--- BEGIN ---
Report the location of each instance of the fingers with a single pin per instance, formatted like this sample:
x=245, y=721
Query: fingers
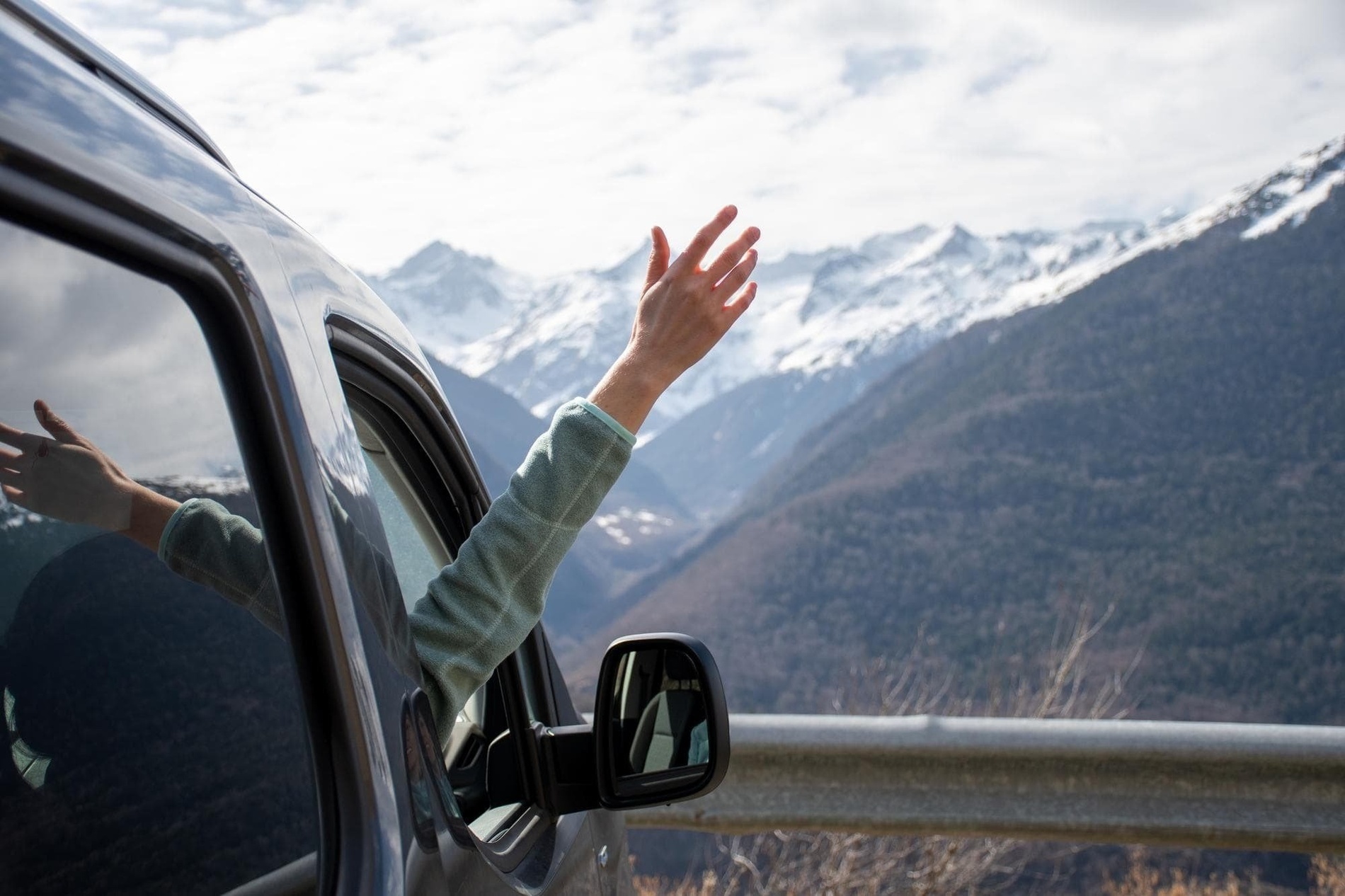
x=732, y=255
x=659, y=253
x=59, y=430
x=19, y=439
x=739, y=276
x=739, y=306
x=705, y=239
--- END ---
What you need to do :: Reproduce the whole listing word for word, setting aside any pictures.

Response to the exercise ::
Report the location of each instance of the fingers with a single pin per instance, formatted like this sample:
x=245, y=721
Query: fingers
x=732, y=255
x=659, y=253
x=59, y=430
x=19, y=439
x=739, y=276
x=739, y=306
x=705, y=239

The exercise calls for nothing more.